====== Material shown

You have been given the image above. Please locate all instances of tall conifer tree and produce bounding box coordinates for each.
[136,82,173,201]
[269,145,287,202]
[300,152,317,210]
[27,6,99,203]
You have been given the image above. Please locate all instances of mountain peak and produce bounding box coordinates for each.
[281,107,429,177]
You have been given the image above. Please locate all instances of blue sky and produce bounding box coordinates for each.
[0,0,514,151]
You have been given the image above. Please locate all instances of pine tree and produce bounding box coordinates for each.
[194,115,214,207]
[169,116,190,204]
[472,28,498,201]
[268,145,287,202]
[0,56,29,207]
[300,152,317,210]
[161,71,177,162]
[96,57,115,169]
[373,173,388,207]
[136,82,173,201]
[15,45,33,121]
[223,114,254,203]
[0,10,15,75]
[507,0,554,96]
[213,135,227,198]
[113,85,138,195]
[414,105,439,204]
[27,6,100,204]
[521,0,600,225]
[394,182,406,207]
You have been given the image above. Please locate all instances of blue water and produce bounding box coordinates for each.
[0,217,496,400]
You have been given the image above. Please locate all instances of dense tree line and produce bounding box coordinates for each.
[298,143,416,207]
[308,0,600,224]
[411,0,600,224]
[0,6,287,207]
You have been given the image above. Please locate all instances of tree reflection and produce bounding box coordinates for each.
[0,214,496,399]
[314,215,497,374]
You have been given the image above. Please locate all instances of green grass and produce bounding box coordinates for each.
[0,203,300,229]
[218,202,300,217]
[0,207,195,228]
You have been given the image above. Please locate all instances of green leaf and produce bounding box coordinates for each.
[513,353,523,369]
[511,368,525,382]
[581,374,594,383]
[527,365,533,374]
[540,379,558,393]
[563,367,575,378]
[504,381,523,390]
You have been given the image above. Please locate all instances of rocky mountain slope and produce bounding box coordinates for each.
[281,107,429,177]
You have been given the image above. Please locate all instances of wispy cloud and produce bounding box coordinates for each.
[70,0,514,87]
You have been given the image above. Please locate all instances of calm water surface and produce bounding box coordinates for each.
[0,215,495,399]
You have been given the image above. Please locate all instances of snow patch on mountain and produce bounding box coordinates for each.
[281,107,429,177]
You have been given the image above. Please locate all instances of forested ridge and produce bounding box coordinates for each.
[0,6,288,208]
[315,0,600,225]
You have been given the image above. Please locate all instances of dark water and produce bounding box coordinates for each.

============

| Your goal |
Each entry above needs to be retyped exactly.

| Exercise output |
You have been given the image above. Please locate all instances of tall conifer tree and produce bounding box coordinates for each.
[136,82,173,201]
[269,145,287,202]
[300,152,317,210]
[27,6,99,203]
You have been given the image above. Please locate all instances of mountain peak and produce bounding box coordinates for each.
[281,107,429,177]
You have been given the image above. Please locate all instances of blue sky and produce bounding box coordinates for each.
[0,0,514,151]
You have been given the image above. Please locate all instances of pine tree and produce bounding box coordinates for each.
[194,115,214,207]
[169,116,190,204]
[472,28,498,201]
[268,145,287,202]
[0,56,29,207]
[300,152,317,210]
[161,71,177,162]
[96,57,115,169]
[373,173,388,207]
[136,82,173,201]
[15,45,33,121]
[223,114,254,203]
[0,10,15,75]
[507,0,554,96]
[213,135,227,198]
[113,85,138,195]
[414,105,439,204]
[27,6,100,204]
[521,0,600,225]
[394,182,406,207]
You have been given the image above. Please locate all instances of blue water and produce bounding box coordinates for each.
[0,217,496,400]
You have been given the image above. Please locate all instances of dense tree line and produce bounding box coordinates for each.
[298,143,416,207]
[308,0,600,224]
[411,0,600,224]
[0,6,287,207]
You have been given the image above. Please locate all instances of tree reflection and produce bounding box coordinates for each.
[0,214,496,399]
[314,215,497,374]
You have been given the image above. Please locate all instances of green grass and produce bounding box coordinates for each.
[0,203,300,229]
[218,202,300,217]
[0,207,195,228]
You have been given the image above. Please locate all instances of green leaf and produce bounding box coordinates for each.
[513,353,523,369]
[511,368,525,382]
[581,374,594,383]
[527,365,533,374]
[540,379,558,393]
[563,367,575,378]
[504,381,523,390]
You have been given the image above. Please locate all instances of rocky mountain slope and produce bounding box coordinates for each.
[281,107,429,177]
You have been given the image above. Please locate all instances of wispy cloud and produce bounding box coordinates for each.
[70,0,514,87]
You have been given the image above. Please locate all instances of calm water surface and produce bounding box coordinates for each.
[0,215,495,399]
You have been given the image above. Please locate all instances of snow patch on mountain and produce bounding box coordinates for each.
[281,107,429,177]
You have been given the image above. Please locate all instances of forested ridge and produce bounding box coordinates for each.
[0,6,288,208]
[315,0,600,225]
You have been given the image above. Please locate all instances of dark water and produce bounding box coordinates for each.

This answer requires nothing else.